- [Complete the following]:
1 > According to the passage on the P-TECH Healthcare design challenge, which two organizations sponsored the STEAM Revolt Youth Workshop?
2 > Carry on the passage on the P-TECH Healthcare design challenge from the point where it stops.

- [Document passage]:

Start of Block

Fifty P-TECH Healthcare students accepted this "Wakanda Design Challenge" as part of a creative problem solving workshop based in the world of the blockbuster movies Avengers: Infinity War and Black Panther. The event on Sept. 13 was part of the annual conference hosted by Congressional Black Caucus Foundation in Washington, D.C.
The students participating were well prepared: As students in the Pathways in Technology Early College High School, or P-TECH, housed at Baltimore's Paul Laurence Dunbar High School, they are already immersed in a variety of health care fields, including information technology, nursing, physical therapy, and respiratory services. Now in its third year, the program at Dunbar has recently rebranded itself as P-TECH Healthcare to reflect its specific focus area.
Sponsored by General Motors and the Johns Hopkins University School of Medicine, the STEAM Revolt Youth Workshop emphasized collaboration, hands-on learning, and African art and culture by asking teams of P-TECH students not only to create their own superhero—complete with origin story and distinctive superpowers—but also to design a device that would help the hero regain mobility if he or she lost the ability to walk. The solution had to be functional, on-budget, and reflect African culture and art in its design.
The panel of judges provided some major inspiration, including Jesse Holland, the author of Who Is the Black Panther?, Marvel's official companion novel for the movie Black Panther, and Dean Kamen, founder of DEKA Research and Development Corp., which created the iBot-powered wheelchair that served as a jumping-off point for the students' designs.
In addition to the workshop activities, students listened to presentations by speakers such as Stacey Abrams, who is running for governor in Georgia and is the first black female major-party gubernatorial nominee in the United States, and Sybrina Fulton, who established the Trayvon Martin Foundation in 2012 after losing her son to violence.

End of Block

- [Entries supplied]:
Start of Block

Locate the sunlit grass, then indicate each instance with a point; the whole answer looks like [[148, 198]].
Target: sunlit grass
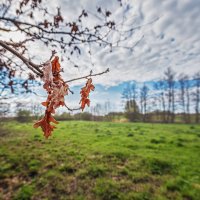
[[90, 160]]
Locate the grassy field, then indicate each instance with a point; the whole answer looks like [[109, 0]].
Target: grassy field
[[90, 160]]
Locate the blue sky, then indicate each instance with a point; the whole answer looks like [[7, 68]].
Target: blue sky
[[172, 40]]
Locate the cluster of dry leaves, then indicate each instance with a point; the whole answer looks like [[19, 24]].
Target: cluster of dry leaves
[[57, 89]]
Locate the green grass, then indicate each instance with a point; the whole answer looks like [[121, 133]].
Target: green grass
[[90, 160]]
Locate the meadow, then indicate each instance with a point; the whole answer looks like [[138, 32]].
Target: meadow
[[100, 160]]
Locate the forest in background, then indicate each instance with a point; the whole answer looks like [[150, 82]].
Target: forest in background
[[173, 99]]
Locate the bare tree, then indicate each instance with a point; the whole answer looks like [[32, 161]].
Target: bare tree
[[55, 32], [160, 87], [143, 99], [184, 99], [170, 82], [196, 95]]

End of Block

- [Results for the exercise]:
1 > General Motors and the Johns Hopkins University School of Medicine.

2 >
"Our students got to be in a space where they could be inspired by professionals and also see people of color in leadership and decision-making positions," says Alexia Smith, Johns Hopkins' P-TECH corporate liaison. "The STEAM activity allowed them to use their creativity as well as learn important skills related to engineering, math, and science. Overall, it reinforced what we want for all of our P-TECH students, and that's ultimately to be the professionals of the future and the Hopkins employees of the future."
P-TECH Healthcare has nearly 150 students enrolled. Johns Hopkins is among the program sponsors at Dunbar, along with Baltimore City Community College; Baltimore City Public Schools; Kaiser Permanente; and the University of Maryland, Baltimore. Piloted in a New York City school in 2011, P-TECH schools are designed to create clear pathways to both higher education and employment. Students in the program graduate from high school with a no-cost associate's degree by augmenting their regular high school courses with community college classes. P-TECH schools and community colleges also work with corporate partners to craft a curriculum aimed at a specific set of job skills.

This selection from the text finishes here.